• [O QUE FAZER]: Copie de novo, sem mudar nada, todas as linhas dos dados abaixo, do começo ao fim. Deixe as imagens de fora da sua resposta.

• [TRECHOS DOS DADOS]:

★ ★ ★ ★ ★

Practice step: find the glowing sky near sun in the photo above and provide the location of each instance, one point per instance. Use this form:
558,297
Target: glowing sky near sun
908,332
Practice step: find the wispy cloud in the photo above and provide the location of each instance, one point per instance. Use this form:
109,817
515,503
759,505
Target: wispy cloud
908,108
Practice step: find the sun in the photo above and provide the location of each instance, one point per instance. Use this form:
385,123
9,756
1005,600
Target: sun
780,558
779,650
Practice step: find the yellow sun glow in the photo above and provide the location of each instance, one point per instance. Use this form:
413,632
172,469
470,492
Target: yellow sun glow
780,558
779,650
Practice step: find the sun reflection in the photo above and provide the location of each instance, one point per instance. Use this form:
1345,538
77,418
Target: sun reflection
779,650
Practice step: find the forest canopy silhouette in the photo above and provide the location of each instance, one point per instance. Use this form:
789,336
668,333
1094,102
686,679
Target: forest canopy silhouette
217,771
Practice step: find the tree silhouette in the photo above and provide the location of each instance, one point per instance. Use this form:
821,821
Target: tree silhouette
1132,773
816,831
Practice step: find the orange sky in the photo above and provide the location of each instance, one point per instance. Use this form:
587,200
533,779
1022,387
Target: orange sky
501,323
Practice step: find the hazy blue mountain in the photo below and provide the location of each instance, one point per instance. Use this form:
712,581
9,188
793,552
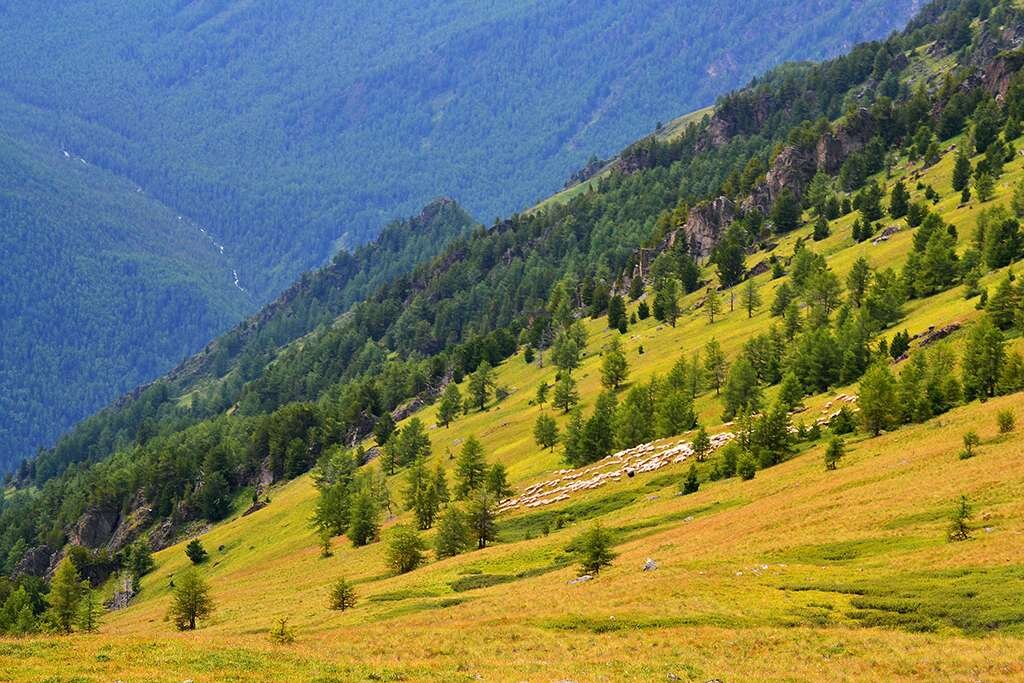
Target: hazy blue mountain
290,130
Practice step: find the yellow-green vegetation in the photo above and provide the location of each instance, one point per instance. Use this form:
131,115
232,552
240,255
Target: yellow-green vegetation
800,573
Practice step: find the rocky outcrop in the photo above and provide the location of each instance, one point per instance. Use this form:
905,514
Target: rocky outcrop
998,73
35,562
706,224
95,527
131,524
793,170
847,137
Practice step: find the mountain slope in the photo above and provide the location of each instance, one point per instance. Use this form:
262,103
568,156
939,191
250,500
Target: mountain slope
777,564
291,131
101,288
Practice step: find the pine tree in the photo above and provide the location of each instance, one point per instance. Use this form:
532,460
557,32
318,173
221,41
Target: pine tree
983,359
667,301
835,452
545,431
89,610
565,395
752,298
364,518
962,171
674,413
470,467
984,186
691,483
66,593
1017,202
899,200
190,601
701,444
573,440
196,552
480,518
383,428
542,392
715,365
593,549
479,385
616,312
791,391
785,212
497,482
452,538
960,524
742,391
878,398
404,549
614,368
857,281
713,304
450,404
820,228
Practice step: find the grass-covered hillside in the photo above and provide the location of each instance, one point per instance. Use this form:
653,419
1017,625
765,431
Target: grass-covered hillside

★ ★ ★ ★ ★

• [RESULTADO ESPERADO]:
Practice step: find the glowing sky near sun in the photo above and provide the location of each instance, one point per instance. Use this form:
558,297
Target: glowing sky near sun
908,332
Practice step: find the wispy cloud in the photo above and provide the location of each instance, one point per instance. Use this form:
109,817
515,503
759,505
Target: wispy cloud
908,108
Practice step: find the sun in the photo above and provide the location of each instance, one point per instance. Use this form:
385,123
9,756
1005,600
Target: sun
780,558
779,650
Practice step: find the yellow sun glow in the photo above and provide the location of each instance, one point per instance. Use this form:
413,632
172,469
470,492
Target: yellow sun glow
780,558
779,650
Practice step: find the sun reflection in the photo above and provide the location of each instance, one point per instance. Use this form:
1345,538
77,418
Target: sun reflection
779,650
Practice step: find the forest canopy silhouette in the photo above and provide the location of each instance, one point per instance. Use this form:
789,336
668,333
1094,102
686,679
Target: forest canopy silhouette
217,771
Practice step: find the tree silhouette in the photo above and provide the location of each instance, one point per instance. Use this form:
821,821
Target: tree silhouette
1132,773
816,831
Practice step: find the orange sky in the photo above and provide the location of each instance, one point per instance. Use this form:
587,200
533,779
1022,387
Target: orange sky
501,323
Practice step: find the hazy blue mountain in the photo below and provide the location of each instance, one point per instance. Use this form:
712,581
9,188
793,552
Target: hazy blue mountain
290,130
Practice step: find the yellow-green vegetation in the photo above and provide the location of each instance, one point per instance. Use this form:
131,115
232,552
240,255
Target: yellow-green vegetation
800,573
Practice step: find the rocky outcrop in the photo above and provide the location of each instance, one point per instance. Use this form:
905,514
Target: rocky outcrop
998,73
35,562
706,224
95,527
131,524
793,170
847,137
Practice step: find the mountain slope in the photo above and provide the location of each instance, one point per instance. Use this form:
262,103
568,156
939,191
250,500
Target: mountain slope
777,564
291,131
101,288
Practice step: find the pine tree in the photo above and provide the location of each instance, one point per instance. Use this form:
532,460
557,32
318,173
221,41
Target: pine tree
983,359
667,301
835,452
545,431
89,610
565,395
752,298
364,518
962,171
674,413
470,467
984,186
691,483
66,593
1017,202
899,200
190,601
701,444
573,440
196,552
480,518
383,428
542,392
715,365
593,549
479,385
616,312
791,391
785,212
497,482
452,538
960,524
742,391
878,398
404,549
614,368
857,281
713,304
450,404
820,228
Practice step: find the grass-covered hillside in the photo above and provide the location of each instance, one point per instance. Use this form:
653,419
1017,625
765,431
Target: grass-covered hillside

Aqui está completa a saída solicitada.